The request:
Please reproduce the entries below word for word, starting at the line that contains "Spot the thatched" and stopping after the line that contains "Spot the blue sky.".

— start of Material supplied —

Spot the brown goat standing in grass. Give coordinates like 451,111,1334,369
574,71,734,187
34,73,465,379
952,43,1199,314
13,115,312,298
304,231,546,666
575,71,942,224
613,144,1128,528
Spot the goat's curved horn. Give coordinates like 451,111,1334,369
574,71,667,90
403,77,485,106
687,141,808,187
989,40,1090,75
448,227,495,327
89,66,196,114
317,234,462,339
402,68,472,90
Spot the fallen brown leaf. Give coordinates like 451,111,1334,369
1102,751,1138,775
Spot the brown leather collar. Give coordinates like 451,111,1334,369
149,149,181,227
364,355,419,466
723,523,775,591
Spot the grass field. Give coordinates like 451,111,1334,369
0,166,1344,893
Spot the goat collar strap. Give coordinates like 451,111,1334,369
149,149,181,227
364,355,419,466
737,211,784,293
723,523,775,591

— end of Material supplied —
— start of Material supplied —

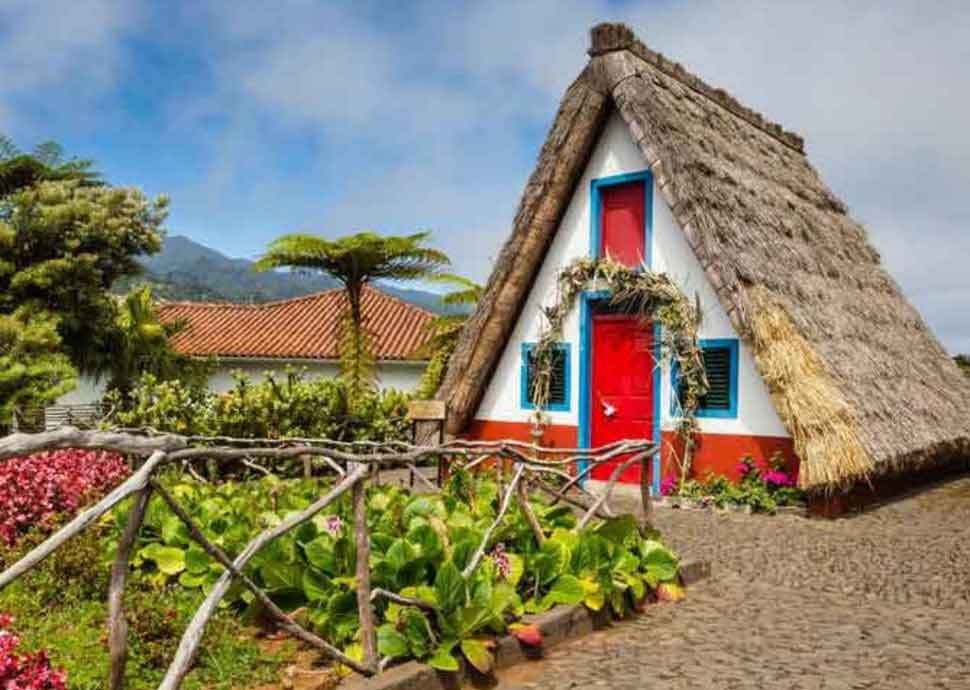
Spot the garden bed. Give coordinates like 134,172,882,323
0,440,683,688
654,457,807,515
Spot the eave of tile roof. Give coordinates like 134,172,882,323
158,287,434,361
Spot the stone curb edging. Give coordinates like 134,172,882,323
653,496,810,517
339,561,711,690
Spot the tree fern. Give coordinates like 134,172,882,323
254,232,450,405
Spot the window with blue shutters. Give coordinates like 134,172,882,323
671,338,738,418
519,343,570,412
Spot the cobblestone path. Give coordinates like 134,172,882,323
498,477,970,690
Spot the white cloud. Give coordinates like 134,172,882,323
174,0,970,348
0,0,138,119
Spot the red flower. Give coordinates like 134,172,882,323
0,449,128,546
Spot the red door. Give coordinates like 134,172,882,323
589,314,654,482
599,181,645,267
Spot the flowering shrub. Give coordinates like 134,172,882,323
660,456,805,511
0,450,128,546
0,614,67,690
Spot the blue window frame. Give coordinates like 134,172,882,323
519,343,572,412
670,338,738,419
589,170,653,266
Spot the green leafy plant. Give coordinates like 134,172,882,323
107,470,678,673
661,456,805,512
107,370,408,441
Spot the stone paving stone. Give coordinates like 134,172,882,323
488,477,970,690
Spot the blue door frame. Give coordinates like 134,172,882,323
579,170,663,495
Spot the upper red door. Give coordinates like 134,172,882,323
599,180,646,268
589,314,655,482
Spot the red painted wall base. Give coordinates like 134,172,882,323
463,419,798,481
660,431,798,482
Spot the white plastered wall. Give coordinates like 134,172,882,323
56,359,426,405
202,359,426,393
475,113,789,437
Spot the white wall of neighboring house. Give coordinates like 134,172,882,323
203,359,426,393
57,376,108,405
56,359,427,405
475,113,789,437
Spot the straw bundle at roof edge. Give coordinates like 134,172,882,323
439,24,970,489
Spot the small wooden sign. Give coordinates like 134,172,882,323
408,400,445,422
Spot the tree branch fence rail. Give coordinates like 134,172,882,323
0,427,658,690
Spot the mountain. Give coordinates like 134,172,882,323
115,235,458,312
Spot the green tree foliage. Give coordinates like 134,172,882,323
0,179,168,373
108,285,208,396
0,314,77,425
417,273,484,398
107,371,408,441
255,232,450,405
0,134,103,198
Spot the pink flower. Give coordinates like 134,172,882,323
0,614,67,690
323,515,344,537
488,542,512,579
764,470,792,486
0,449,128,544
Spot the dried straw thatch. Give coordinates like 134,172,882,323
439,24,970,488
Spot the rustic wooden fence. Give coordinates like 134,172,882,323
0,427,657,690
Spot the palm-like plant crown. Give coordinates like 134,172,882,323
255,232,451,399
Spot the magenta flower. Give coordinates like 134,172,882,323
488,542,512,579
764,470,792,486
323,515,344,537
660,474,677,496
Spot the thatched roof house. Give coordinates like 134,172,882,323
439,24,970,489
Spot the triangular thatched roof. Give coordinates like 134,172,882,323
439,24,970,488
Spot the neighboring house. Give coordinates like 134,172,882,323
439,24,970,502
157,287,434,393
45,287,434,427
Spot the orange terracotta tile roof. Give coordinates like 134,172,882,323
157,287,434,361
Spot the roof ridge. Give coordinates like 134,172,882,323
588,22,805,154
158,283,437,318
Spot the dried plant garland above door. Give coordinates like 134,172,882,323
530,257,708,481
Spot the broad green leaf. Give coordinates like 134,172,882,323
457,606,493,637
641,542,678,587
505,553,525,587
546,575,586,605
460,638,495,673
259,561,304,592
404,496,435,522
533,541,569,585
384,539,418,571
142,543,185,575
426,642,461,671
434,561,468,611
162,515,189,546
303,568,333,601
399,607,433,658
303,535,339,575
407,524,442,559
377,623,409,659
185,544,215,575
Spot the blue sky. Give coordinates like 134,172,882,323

— end of Material supplied —

Complete response:
Spot the thatched roof house. Give coordinates like 134,172,882,323
439,24,970,489
Spot the triangular thatched roof. Give coordinates like 134,172,882,323
439,24,970,488
Spot the neighboring house. Give coordinates like 134,172,882,323
439,24,970,502
157,287,434,393
45,287,434,427
Spot the orange terracotta tile roof. Give coordinates like 134,172,882,323
157,287,434,361
Spot the roof ridge. Give coordinates like 134,172,882,323
588,22,805,154
158,283,437,318
Spot the dried plant garland above door. Give coordinates like 134,172,882,323
530,257,708,481
Spot the broad green leaf. Give coordinates like 134,172,882,323
457,606,493,637
641,542,678,587
505,553,525,587
546,575,586,605
460,638,495,673
259,561,304,592
404,496,435,522
533,541,569,585
384,539,418,571
142,543,185,575
426,642,461,671
434,561,468,611
162,515,189,546
303,568,333,601
399,607,433,658
303,535,339,575
407,524,442,559
377,623,409,659
185,544,215,575
Spot the blue sky. Give coordinates like 134,172,882,323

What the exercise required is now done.